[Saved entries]
+ + + + + + +
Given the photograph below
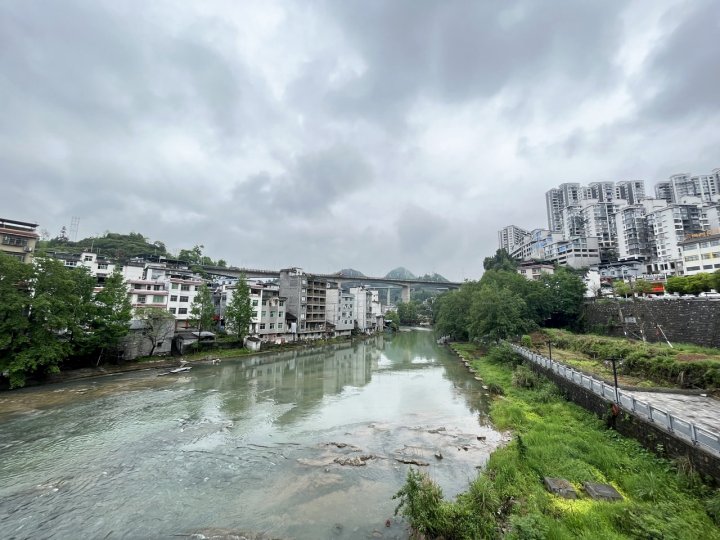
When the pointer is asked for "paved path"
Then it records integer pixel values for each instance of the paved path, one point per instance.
(702, 411)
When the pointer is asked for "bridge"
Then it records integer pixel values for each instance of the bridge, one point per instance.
(339, 278)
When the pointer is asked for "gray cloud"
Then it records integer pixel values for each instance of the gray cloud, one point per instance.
(343, 134)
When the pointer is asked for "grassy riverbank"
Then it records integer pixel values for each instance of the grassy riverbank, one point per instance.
(641, 364)
(559, 439)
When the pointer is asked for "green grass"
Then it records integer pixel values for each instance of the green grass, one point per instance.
(559, 439)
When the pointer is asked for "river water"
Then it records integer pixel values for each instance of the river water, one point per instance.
(248, 445)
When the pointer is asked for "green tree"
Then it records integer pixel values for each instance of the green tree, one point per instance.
(407, 312)
(500, 261)
(392, 320)
(113, 315)
(157, 325)
(498, 314)
(203, 308)
(239, 312)
(15, 301)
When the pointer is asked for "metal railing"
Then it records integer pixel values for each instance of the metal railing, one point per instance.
(666, 420)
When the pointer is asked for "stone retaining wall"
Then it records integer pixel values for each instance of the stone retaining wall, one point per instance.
(648, 434)
(683, 320)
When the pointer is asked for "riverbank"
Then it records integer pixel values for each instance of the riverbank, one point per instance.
(160, 362)
(557, 439)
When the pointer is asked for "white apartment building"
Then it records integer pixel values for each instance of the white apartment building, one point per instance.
(340, 310)
(701, 252)
(510, 237)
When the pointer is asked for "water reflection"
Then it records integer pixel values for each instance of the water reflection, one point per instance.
(241, 446)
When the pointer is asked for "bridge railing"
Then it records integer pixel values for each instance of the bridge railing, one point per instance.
(668, 421)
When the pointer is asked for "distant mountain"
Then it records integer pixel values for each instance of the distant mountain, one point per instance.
(350, 272)
(400, 273)
(435, 277)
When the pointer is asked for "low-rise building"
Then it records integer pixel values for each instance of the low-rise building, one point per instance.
(18, 239)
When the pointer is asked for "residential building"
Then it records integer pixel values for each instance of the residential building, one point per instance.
(510, 237)
(701, 252)
(305, 296)
(18, 239)
(533, 271)
(340, 310)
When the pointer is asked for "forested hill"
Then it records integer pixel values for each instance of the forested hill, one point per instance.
(117, 246)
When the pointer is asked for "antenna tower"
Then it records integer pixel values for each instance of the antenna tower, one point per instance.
(74, 224)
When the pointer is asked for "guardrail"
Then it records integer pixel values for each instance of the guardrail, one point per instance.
(671, 423)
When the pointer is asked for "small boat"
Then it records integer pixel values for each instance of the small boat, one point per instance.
(176, 370)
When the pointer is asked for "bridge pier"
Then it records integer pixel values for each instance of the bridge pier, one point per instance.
(405, 294)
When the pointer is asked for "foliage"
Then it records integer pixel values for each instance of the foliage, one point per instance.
(504, 303)
(392, 320)
(655, 362)
(560, 439)
(118, 246)
(408, 312)
(500, 261)
(113, 313)
(239, 312)
(157, 325)
(203, 308)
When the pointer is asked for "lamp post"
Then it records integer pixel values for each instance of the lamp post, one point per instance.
(617, 397)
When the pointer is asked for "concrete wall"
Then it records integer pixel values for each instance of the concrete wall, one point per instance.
(646, 433)
(683, 320)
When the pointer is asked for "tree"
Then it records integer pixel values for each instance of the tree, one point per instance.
(203, 308)
(157, 325)
(500, 261)
(498, 314)
(114, 312)
(239, 312)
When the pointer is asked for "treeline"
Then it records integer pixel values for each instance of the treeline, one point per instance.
(503, 303)
(50, 314)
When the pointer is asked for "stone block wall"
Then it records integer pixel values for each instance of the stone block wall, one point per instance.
(645, 432)
(683, 320)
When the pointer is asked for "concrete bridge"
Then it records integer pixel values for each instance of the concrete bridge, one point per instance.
(404, 284)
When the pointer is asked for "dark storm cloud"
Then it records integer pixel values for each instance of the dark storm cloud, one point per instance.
(468, 50)
(683, 70)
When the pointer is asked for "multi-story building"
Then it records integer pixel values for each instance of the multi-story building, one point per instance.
(511, 236)
(305, 296)
(700, 252)
(340, 310)
(669, 226)
(18, 239)
(632, 191)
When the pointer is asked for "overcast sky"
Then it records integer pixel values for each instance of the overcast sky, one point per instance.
(331, 134)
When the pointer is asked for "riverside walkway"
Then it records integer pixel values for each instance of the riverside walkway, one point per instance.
(693, 418)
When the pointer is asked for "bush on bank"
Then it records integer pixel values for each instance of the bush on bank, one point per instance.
(656, 362)
(559, 439)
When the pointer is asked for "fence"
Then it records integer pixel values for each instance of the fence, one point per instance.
(666, 420)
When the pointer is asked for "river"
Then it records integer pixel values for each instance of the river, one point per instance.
(247, 445)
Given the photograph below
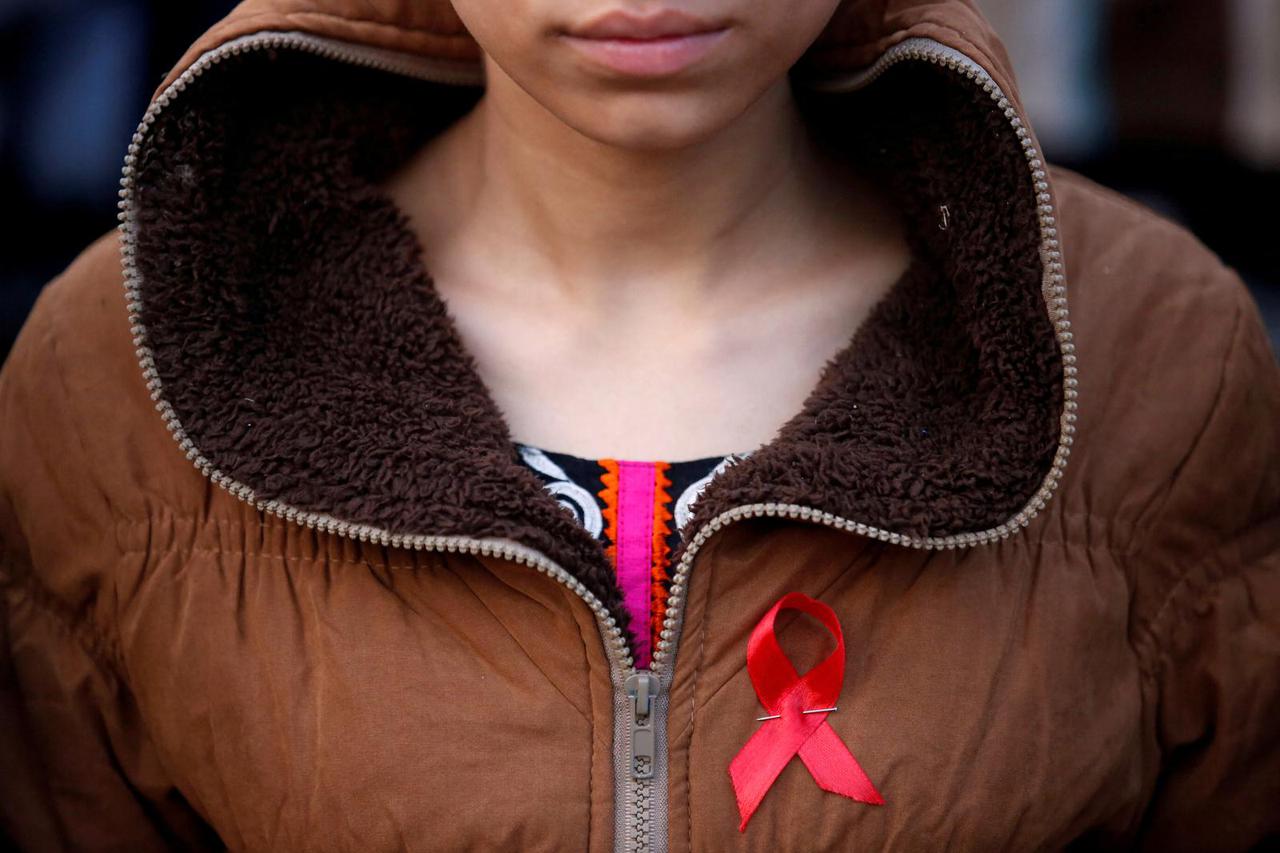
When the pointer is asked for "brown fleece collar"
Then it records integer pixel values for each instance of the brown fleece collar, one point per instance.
(305, 354)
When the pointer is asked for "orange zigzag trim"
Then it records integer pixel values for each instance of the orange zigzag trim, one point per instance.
(659, 576)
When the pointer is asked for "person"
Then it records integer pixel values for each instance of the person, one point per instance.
(353, 525)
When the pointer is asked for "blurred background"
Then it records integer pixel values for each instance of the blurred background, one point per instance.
(1175, 103)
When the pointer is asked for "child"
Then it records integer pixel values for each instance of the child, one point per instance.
(549, 354)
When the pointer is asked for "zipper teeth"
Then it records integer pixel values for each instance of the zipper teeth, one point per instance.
(1054, 290)
(616, 646)
(639, 806)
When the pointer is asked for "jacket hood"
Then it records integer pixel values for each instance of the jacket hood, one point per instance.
(296, 347)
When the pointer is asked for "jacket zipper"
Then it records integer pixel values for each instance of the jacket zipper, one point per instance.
(640, 696)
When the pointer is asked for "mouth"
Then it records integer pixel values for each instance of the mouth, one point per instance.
(657, 45)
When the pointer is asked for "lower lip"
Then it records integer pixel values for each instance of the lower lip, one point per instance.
(648, 56)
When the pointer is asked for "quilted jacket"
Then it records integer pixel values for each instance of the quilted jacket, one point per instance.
(274, 579)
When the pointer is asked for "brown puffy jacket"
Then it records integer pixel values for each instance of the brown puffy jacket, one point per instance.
(1054, 544)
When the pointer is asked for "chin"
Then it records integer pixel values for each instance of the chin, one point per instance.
(650, 121)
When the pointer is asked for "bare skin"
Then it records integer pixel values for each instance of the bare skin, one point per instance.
(647, 302)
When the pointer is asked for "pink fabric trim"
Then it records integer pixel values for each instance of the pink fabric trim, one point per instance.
(635, 547)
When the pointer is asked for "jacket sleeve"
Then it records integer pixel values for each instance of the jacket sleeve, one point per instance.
(1214, 633)
(77, 769)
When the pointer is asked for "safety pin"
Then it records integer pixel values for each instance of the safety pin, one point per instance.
(778, 716)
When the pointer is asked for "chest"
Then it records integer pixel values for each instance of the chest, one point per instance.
(311, 701)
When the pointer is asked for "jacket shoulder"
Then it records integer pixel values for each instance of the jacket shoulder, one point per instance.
(1178, 441)
(82, 450)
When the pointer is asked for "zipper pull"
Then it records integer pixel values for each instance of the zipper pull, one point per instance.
(641, 688)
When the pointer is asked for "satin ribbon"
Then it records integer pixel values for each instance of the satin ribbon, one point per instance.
(784, 692)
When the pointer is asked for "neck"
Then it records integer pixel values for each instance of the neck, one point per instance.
(516, 185)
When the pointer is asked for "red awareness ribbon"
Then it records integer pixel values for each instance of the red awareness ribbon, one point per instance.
(784, 692)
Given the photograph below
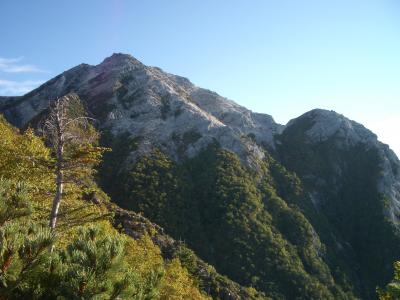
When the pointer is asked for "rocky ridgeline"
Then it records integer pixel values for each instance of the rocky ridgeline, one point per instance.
(162, 110)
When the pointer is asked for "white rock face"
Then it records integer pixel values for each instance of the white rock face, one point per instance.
(165, 110)
(326, 124)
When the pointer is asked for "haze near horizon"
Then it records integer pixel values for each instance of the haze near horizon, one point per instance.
(282, 58)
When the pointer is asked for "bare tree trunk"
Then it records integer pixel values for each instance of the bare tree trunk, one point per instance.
(59, 173)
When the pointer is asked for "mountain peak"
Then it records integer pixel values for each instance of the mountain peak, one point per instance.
(120, 59)
(322, 124)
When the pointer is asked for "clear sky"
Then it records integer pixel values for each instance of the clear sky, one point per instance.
(277, 57)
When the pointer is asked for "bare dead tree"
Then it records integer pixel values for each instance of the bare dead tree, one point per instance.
(68, 130)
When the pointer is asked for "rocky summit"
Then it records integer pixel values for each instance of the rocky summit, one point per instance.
(306, 210)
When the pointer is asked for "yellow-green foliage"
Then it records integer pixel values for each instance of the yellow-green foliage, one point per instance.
(176, 283)
(24, 159)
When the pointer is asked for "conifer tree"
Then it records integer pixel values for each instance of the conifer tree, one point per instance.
(73, 140)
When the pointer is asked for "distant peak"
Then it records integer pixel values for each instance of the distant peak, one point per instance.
(121, 58)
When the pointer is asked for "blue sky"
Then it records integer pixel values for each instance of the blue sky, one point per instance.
(278, 57)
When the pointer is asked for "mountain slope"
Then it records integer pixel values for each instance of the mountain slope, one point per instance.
(164, 109)
(308, 210)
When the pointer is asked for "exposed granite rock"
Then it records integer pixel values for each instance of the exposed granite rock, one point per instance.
(127, 96)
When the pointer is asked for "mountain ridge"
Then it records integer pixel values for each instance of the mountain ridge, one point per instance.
(321, 175)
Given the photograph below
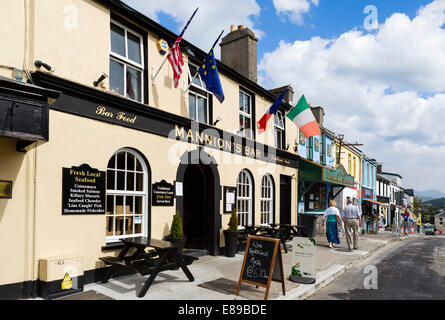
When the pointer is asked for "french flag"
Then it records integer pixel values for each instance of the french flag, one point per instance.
(262, 124)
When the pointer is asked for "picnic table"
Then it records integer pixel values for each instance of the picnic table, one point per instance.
(161, 256)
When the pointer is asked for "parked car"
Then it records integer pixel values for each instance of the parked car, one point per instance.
(429, 229)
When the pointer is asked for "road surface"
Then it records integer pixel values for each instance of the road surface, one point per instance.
(408, 270)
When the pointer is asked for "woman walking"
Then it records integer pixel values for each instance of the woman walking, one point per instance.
(333, 219)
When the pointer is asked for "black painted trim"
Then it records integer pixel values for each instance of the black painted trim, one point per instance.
(162, 119)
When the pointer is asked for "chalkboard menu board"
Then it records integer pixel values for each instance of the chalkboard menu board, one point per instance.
(83, 190)
(262, 263)
(163, 194)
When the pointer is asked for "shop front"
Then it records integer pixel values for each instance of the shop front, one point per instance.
(318, 184)
(113, 168)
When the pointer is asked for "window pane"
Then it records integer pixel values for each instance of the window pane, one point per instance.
(117, 40)
(120, 180)
(134, 48)
(112, 163)
(202, 110)
(133, 84)
(130, 181)
(121, 161)
(130, 161)
(192, 106)
(110, 179)
(241, 101)
(139, 182)
(116, 77)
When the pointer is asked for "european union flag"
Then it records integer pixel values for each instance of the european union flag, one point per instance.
(209, 74)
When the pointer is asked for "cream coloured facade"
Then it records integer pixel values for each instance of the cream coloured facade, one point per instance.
(73, 36)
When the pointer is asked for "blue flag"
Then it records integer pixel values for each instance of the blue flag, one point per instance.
(209, 74)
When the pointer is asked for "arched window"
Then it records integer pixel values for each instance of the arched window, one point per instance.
(127, 194)
(266, 200)
(244, 189)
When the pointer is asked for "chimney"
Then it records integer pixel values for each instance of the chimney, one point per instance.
(239, 51)
(318, 114)
(288, 97)
(379, 169)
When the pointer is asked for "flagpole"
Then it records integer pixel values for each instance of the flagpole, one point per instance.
(166, 56)
(196, 74)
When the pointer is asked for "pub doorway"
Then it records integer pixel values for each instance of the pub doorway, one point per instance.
(198, 185)
(199, 204)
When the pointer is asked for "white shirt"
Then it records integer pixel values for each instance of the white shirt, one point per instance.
(350, 212)
(331, 210)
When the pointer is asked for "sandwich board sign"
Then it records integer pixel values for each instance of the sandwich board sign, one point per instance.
(303, 260)
(262, 263)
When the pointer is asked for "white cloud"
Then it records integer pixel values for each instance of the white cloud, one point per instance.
(294, 9)
(384, 89)
(211, 18)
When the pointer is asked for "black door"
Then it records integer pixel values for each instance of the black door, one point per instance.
(196, 207)
(285, 199)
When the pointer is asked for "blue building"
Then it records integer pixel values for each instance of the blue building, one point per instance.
(369, 203)
(317, 174)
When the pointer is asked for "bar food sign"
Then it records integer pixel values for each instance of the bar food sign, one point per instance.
(83, 190)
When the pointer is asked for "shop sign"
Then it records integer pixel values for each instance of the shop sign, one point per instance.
(338, 176)
(83, 190)
(5, 189)
(262, 263)
(367, 193)
(163, 194)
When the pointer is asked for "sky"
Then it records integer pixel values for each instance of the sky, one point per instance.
(377, 67)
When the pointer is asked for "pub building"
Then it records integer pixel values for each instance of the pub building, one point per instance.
(93, 149)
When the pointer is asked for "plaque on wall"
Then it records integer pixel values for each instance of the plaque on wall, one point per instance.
(5, 189)
(163, 194)
(229, 199)
(83, 190)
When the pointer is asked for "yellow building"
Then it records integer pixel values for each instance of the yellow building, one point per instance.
(118, 157)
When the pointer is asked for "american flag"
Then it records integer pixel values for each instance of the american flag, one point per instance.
(175, 59)
(175, 56)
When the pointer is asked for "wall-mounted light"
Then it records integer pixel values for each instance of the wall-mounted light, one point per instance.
(39, 64)
(217, 120)
(101, 78)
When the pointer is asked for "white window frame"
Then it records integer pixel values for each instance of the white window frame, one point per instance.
(124, 194)
(247, 115)
(279, 128)
(243, 182)
(267, 188)
(203, 88)
(125, 61)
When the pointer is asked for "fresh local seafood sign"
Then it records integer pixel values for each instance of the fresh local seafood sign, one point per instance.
(303, 257)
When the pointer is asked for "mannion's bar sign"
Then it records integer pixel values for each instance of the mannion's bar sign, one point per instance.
(174, 127)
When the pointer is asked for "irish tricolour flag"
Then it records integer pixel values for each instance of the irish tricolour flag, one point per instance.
(304, 119)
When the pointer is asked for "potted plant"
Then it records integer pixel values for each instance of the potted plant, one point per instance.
+ + + + + + +
Task details:
For this exercise, find all lines in the records containing the word "potted" and copy them.

Exercise answer:
When the pointer is asked for "potted plant"
Then it records integer pixel values for each instance of the potted plant, one point per instance.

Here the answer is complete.